* **Exercise description**
Rewrite the entries below with "window" swapped for "door", keeping every other character as it is.

* **Records provided**
☆ ☆ ☆ ☆

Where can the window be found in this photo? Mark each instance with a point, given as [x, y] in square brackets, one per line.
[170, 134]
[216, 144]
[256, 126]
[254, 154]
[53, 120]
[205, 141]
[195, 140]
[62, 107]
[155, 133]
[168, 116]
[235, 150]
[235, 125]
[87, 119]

☆ ☆ ☆ ☆

* **Result**
Where can the door be found in this photo? Mark each instance with a point, given as [x, y] in square brackets, one per line.
[170, 134]
[216, 144]
[256, 126]
[254, 154]
[53, 120]
[205, 141]
[195, 140]
[62, 107]
[155, 133]
[168, 116]
[235, 150]
[235, 125]
[87, 119]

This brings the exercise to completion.